[Entries shown]

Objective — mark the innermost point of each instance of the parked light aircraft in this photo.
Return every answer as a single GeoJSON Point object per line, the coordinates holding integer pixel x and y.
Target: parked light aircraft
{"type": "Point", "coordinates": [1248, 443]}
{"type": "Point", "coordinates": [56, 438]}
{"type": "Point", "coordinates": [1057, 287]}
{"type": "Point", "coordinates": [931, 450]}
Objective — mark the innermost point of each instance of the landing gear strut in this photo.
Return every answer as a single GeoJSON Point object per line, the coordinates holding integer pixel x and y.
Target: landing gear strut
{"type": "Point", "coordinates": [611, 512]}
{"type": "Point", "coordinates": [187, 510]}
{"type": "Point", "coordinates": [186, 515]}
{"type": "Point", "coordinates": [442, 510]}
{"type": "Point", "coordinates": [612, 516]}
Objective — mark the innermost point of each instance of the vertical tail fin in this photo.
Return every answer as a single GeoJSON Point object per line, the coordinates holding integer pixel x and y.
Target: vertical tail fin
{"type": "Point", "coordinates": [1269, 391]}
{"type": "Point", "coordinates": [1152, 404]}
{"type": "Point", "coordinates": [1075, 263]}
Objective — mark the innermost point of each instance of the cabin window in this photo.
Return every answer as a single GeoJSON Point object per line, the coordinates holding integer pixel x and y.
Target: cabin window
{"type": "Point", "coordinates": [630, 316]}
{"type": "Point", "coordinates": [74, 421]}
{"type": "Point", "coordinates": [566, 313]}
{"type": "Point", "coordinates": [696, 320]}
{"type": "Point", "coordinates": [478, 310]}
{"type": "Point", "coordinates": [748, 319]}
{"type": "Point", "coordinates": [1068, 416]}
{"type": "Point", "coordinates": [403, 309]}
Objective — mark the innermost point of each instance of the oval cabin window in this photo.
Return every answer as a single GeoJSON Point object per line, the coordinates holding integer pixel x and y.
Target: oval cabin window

--

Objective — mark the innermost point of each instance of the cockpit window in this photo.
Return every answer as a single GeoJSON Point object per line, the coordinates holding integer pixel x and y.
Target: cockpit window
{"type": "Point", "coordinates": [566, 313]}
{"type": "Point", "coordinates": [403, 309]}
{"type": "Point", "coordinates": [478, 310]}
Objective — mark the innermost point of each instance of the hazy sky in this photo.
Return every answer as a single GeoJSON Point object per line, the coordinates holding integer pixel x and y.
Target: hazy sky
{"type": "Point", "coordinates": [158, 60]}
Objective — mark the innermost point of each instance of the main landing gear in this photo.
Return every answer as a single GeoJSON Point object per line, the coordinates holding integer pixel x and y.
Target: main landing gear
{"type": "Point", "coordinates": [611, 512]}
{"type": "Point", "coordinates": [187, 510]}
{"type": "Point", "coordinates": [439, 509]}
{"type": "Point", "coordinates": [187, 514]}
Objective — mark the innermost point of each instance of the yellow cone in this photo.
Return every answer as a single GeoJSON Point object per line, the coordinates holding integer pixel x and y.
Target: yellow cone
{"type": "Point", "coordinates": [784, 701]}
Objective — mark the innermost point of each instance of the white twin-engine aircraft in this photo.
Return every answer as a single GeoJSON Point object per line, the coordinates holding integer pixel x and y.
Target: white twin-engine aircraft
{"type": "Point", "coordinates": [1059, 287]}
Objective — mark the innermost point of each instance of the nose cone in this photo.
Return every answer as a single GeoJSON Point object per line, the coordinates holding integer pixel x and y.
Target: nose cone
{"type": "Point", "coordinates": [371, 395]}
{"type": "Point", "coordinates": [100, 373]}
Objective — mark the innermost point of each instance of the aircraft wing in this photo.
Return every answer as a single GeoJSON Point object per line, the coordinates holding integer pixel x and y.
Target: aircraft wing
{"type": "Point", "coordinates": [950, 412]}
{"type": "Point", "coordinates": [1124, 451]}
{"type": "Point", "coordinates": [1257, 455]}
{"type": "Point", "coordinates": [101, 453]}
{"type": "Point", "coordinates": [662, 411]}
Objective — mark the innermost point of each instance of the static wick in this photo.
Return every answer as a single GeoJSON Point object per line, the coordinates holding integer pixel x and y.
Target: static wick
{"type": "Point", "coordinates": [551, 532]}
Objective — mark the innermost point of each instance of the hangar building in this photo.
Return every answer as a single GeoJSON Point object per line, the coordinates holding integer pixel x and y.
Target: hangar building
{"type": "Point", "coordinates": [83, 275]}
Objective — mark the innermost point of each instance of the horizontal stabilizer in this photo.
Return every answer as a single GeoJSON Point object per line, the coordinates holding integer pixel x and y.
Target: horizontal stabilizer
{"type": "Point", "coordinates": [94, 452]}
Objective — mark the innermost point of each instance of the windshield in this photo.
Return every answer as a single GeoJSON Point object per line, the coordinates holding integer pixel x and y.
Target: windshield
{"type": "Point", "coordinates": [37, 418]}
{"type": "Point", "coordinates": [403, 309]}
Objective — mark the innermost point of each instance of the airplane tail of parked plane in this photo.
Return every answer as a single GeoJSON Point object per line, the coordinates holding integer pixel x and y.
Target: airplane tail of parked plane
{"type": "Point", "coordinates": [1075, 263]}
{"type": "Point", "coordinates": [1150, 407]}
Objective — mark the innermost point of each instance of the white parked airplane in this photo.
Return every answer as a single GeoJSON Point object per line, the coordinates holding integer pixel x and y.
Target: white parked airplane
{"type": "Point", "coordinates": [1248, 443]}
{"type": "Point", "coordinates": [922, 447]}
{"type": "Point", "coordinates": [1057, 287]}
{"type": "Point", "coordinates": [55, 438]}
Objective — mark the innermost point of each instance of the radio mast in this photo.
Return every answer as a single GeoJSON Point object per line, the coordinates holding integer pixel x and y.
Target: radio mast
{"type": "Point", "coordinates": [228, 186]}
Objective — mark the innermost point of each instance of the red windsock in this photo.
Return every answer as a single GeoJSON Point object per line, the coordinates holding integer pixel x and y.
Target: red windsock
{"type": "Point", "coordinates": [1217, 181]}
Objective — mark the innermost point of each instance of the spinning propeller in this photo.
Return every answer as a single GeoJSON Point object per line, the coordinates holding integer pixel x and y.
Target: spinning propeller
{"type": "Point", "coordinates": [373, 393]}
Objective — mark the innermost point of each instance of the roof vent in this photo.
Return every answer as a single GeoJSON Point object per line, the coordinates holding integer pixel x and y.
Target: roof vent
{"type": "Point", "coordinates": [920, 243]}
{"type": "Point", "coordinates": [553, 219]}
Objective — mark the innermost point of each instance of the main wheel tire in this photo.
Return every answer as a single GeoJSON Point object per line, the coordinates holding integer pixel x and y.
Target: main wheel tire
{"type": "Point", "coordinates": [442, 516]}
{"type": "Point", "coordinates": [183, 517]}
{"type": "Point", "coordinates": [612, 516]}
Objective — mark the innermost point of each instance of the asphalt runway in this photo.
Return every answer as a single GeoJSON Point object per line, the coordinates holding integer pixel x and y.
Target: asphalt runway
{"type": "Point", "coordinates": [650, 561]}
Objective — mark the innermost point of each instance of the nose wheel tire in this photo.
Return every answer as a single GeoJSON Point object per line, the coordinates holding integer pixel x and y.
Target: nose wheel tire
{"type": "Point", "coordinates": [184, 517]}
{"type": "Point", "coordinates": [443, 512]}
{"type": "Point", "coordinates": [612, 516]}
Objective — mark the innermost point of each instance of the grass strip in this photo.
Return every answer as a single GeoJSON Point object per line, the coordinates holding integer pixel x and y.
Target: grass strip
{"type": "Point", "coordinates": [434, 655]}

[Description of the task]
In the listing above, arrange the lines as a numbered list, starting at the line containing "twin-engine aircraft in this photo." and ending at the line containing "Target: white twin-engine aircraft", both included. Leave out any blank lines.

[Expected output]
1. Objective — mark the innermost point of each instance of the white twin-engine aircraft in this photo.
2. Return every answer as a single GeoJSON Point object per line, the coordinates holding integer pixel x and y.
3. Target: white twin-engine aircraft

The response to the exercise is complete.